TEXT PASSAGE:
┏━━
Gotcha...I was thinking as someone mentioned poor breeding that I wished I could find some discounted poorly bred fish that looked that way in my area! I have had all yellow labs in the past but just outgrew the solid yellow quite quickly. If I could find some like that in my area I would certainly take some. Their coloration reminds me of my aulonocara maleri.


----------



## RifterFish

ILCichlid you just contradicted yourself many times in the last few posts. If anyone is talking out of their ass it is you. What makes you such an expert on this species? One minute it is poor quality the next it is natural and then you take information that I posted on the original species and try to act like you know what the **** you are talking about. You are rude and ignorant. I think you just like arguing. I guess some people think if they have a book then they are experts when it comes to african cichlids. It is only through experience, breeding, and vast research that you can claim you know something. To the original poster, do not listen to a ounce of what this person is saying. They do not know jack about this species. He/she cannot make up their mind of what is true and not true about coloring. It is the fact that the original species, as noted in some articles and literature, was taken and bred 20,000 times before hitting the market is a huge flashing beacon (that some people are blind to even when it is beaming in their face) that they have been manipulated through breeding to look they way they do at the pet shops. There are a couple pictures out there of wild-caught, they are incredibly hard to find because it just isn't done that often. Um, why did Brichard have to breed so many before showing them.... because he was trying to breed the barring and blue out of the face. Again, it is a matter of opinion on what is poor quality and what is high quality. Some people say poor quality because of the desired yellow bodies in the hobby. For people in the know, high quality is what nature intended them to look like. So, yeah go back to your book and read your two pages of text on the species that was written how many centuries ago? and stop acting like you are the end all be all of knowledge.


----------



## ILCichlid

I'll take all the recorded information and research about them in the wild over some crackpot's theories with unfounded information anyday, Rifter.


----------



## RifterFish

Oh, you have all the recorded information and research on hand? My apologizes, I wasn't aware that you are in possession of such vast knowledge on the species that ever was and ever will be. I would love to see it some time. Tell you what, if you go to Africa and bring me a wild-caught Labidochromis caeruleus that looks like the ones cranked out by the hobby, then I will shut up and say that I was wrong and you were right, and apologize for not being as knowledgeable on the species as you.
┗━━
[A run of lines]
┏━━
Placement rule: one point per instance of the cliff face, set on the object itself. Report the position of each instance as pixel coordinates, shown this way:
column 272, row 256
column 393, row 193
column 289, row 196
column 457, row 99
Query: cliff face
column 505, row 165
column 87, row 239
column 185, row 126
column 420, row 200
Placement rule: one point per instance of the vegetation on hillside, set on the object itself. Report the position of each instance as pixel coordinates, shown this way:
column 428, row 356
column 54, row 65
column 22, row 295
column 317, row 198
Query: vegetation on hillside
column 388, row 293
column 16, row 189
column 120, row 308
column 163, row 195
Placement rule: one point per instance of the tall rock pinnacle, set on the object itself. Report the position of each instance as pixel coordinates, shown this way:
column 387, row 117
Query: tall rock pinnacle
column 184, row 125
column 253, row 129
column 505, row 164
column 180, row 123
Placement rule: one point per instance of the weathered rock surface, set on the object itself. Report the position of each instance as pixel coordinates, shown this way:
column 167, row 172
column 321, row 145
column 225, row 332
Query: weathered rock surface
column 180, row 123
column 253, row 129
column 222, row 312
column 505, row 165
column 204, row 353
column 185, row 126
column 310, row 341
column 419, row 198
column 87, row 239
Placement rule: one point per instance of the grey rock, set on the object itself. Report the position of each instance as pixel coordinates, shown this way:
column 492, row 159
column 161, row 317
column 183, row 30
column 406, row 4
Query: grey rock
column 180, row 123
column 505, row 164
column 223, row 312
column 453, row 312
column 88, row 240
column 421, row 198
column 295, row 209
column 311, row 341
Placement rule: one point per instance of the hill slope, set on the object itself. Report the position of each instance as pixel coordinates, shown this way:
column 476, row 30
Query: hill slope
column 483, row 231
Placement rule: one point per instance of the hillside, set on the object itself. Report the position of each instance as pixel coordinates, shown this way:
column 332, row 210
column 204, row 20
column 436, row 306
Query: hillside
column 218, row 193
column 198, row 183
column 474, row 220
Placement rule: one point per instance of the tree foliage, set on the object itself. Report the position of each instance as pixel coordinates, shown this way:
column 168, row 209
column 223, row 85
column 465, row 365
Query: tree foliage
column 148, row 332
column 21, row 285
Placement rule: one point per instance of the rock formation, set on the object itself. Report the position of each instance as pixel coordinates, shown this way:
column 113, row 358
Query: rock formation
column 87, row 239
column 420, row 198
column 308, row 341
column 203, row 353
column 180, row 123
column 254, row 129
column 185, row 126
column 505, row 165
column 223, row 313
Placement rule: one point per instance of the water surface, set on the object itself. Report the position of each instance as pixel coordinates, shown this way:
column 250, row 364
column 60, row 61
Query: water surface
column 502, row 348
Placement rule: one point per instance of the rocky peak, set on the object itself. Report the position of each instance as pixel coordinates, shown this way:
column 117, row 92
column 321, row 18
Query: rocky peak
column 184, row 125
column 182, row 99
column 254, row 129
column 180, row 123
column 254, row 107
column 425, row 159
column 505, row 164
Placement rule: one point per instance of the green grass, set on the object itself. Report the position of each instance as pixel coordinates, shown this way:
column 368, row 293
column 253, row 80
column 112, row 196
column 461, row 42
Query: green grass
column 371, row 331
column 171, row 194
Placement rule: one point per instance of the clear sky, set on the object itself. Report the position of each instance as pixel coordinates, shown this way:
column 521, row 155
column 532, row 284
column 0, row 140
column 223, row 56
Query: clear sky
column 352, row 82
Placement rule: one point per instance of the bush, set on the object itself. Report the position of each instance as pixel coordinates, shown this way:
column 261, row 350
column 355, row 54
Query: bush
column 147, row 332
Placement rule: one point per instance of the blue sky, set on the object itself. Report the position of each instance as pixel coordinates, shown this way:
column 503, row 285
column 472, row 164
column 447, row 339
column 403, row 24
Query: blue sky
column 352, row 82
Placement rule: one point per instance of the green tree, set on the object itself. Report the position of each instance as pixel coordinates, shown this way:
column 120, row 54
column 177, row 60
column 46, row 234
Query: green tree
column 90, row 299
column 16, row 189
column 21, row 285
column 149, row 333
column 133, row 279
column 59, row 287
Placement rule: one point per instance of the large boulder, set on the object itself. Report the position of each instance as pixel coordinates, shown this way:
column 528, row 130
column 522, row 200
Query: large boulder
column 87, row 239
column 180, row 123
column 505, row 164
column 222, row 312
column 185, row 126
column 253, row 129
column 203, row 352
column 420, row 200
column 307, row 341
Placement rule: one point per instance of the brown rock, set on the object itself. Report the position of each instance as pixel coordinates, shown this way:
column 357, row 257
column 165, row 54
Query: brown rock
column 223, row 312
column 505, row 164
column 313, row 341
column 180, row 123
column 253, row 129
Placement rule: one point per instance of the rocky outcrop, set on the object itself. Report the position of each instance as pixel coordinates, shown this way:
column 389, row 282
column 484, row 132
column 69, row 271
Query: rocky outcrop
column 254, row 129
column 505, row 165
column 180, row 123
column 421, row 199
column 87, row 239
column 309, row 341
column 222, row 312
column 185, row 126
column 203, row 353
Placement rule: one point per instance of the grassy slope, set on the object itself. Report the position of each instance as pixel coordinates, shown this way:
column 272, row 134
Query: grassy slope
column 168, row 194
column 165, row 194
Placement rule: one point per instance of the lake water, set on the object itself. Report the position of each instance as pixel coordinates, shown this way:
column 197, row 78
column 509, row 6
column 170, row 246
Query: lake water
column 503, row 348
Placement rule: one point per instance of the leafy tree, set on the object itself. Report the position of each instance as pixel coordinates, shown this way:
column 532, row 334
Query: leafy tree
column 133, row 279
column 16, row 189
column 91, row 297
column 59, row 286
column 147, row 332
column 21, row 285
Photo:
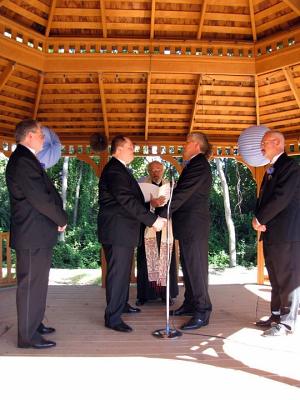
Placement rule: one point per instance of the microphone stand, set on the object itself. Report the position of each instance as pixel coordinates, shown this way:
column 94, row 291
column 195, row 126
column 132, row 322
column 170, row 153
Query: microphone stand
column 167, row 332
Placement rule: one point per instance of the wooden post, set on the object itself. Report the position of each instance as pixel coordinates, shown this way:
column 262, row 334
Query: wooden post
column 258, row 176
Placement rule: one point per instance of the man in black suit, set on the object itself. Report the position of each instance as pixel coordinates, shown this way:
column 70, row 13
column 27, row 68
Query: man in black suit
column 121, row 215
column 191, row 219
column 36, row 216
column 277, row 217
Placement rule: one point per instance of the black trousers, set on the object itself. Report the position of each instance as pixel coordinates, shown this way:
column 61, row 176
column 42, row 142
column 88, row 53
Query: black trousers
column 282, row 263
column 119, row 263
column 194, row 262
column 33, row 266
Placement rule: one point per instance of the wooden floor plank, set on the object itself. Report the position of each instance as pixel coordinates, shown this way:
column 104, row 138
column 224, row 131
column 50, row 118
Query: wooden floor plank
column 231, row 342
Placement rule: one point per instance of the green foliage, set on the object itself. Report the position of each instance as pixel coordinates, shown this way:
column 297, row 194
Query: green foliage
column 242, row 189
column 81, row 248
column 219, row 260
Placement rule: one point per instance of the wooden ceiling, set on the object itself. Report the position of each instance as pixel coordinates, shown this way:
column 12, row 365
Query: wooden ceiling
column 151, row 69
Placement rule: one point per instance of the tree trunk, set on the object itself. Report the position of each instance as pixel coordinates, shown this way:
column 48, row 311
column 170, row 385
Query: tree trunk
column 65, row 173
column 76, row 201
column 229, row 221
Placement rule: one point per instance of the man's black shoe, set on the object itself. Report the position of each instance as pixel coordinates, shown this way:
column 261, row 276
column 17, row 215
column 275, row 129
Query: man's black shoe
column 194, row 323
column 45, row 330
column 140, row 302
column 128, row 309
column 41, row 344
column 183, row 310
column 171, row 301
column 121, row 327
column 268, row 322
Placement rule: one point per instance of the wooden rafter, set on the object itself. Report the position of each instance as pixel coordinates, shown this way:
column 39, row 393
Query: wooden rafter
column 294, row 5
column 50, row 17
column 4, row 77
column 103, row 103
column 103, row 18
column 38, row 95
column 257, row 101
column 289, row 77
column 203, row 9
column 195, row 104
column 152, row 20
column 252, row 17
column 147, row 105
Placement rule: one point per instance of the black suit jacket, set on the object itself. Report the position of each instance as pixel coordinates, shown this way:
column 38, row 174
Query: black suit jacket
column 36, row 206
column 190, row 203
column 278, row 206
column 121, row 207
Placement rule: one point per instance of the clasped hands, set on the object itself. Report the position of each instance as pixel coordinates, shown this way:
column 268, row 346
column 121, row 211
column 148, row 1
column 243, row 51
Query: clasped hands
column 159, row 224
column 158, row 201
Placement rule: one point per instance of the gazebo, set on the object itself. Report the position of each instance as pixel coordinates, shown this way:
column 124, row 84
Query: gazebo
column 154, row 70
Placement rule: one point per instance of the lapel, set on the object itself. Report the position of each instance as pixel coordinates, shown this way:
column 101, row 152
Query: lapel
column 268, row 180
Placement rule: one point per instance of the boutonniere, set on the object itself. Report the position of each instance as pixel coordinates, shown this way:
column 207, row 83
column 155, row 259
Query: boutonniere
column 270, row 172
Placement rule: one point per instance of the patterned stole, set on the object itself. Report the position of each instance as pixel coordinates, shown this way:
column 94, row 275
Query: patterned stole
column 157, row 259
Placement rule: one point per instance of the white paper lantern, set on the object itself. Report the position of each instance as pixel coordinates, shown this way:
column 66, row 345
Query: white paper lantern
column 51, row 151
column 249, row 145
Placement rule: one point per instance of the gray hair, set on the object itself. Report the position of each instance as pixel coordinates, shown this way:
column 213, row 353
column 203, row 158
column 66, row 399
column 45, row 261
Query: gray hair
column 205, row 146
column 24, row 127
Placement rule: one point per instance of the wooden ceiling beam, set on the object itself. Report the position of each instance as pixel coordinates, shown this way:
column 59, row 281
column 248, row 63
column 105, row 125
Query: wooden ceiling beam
column 38, row 95
column 289, row 77
column 201, row 22
column 159, row 64
column 50, row 17
column 199, row 86
column 294, row 5
column 4, row 77
column 257, row 101
column 252, row 17
column 103, row 104
column 103, row 18
column 285, row 58
column 152, row 24
column 147, row 105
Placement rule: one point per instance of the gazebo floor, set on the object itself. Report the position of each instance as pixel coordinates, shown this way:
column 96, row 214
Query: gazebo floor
column 229, row 357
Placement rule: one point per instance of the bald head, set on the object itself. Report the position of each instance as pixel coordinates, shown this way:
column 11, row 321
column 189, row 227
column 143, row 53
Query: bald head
column 272, row 144
column 156, row 170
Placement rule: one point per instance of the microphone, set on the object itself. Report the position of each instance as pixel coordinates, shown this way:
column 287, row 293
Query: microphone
column 168, row 333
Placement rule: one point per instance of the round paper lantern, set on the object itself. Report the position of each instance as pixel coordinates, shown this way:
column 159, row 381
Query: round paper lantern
column 51, row 151
column 249, row 145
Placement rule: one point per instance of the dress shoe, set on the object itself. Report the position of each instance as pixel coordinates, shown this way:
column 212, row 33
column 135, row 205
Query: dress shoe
column 128, row 309
column 171, row 301
column 183, row 310
column 194, row 323
column 45, row 330
column 41, row 344
column 140, row 302
column 277, row 330
column 268, row 322
column 121, row 327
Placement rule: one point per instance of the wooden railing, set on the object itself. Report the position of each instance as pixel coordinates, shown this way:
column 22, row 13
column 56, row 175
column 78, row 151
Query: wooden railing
column 7, row 274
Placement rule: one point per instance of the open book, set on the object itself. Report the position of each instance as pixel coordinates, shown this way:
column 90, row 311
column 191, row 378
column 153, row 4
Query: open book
column 149, row 189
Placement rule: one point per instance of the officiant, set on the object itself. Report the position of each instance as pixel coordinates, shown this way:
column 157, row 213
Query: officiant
column 148, row 289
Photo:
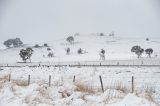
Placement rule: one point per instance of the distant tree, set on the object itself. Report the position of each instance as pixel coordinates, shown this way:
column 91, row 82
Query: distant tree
column 70, row 39
column 13, row 42
column 79, row 51
column 45, row 45
column 112, row 34
column 68, row 51
column 147, row 39
column 101, row 34
column 137, row 50
column 50, row 54
column 26, row 54
column 102, row 54
column 29, row 52
column 48, row 49
column 37, row 46
column 8, row 43
column 149, row 51
column 76, row 34
column 17, row 42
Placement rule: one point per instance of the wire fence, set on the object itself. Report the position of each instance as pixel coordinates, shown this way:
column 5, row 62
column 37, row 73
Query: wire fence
column 140, row 62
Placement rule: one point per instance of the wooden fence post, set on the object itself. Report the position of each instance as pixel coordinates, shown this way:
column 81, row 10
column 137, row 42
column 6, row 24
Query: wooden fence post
column 29, row 78
column 49, row 80
column 132, row 84
column 101, row 83
column 74, row 79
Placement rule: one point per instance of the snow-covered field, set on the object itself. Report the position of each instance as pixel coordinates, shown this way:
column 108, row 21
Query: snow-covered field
column 86, row 90
column 116, row 49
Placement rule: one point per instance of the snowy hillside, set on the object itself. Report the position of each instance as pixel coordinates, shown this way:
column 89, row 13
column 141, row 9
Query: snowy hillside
column 116, row 49
column 85, row 91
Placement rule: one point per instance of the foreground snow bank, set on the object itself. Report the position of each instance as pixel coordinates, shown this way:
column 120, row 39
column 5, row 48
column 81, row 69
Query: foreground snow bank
column 64, row 92
column 36, row 94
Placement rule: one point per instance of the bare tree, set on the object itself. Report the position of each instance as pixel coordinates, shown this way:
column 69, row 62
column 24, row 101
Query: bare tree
column 149, row 51
column 137, row 50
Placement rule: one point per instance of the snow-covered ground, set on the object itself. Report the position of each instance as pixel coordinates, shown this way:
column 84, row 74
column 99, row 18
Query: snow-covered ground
column 116, row 49
column 85, row 91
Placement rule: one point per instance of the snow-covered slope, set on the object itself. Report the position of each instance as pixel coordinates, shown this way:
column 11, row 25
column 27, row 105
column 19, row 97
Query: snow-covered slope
column 85, row 91
column 116, row 49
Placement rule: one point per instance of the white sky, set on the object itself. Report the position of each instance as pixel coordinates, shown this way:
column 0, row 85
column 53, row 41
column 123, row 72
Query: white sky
column 49, row 19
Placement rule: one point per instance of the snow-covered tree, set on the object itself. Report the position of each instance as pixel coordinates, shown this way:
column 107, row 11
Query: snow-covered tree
column 79, row 51
column 137, row 50
column 8, row 43
column 13, row 42
column 45, row 45
column 26, row 54
column 70, row 39
column 149, row 51
column 102, row 54
column 50, row 54
column 68, row 51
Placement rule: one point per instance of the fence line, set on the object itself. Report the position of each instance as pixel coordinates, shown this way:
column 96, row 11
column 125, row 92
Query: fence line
column 147, row 62
column 131, row 82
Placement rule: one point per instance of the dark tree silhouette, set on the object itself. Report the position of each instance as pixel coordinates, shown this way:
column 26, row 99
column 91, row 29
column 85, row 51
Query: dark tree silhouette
column 70, row 39
column 68, row 51
column 149, row 51
column 137, row 50
column 26, row 54
column 13, row 42
column 79, row 51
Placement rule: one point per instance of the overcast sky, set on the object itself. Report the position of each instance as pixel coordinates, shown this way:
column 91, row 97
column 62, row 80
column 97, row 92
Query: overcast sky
column 48, row 19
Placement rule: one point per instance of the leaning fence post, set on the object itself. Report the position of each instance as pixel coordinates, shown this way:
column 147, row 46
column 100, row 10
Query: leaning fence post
column 101, row 83
column 132, row 84
column 49, row 80
column 9, row 77
column 74, row 78
column 29, row 77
┗━━
WHAT THE EXERCISE ASKS: In the forum thread, what fish does the first poster say the coloration reminds them of?

SOLVED PROBLEM: Their aulonocara maleri.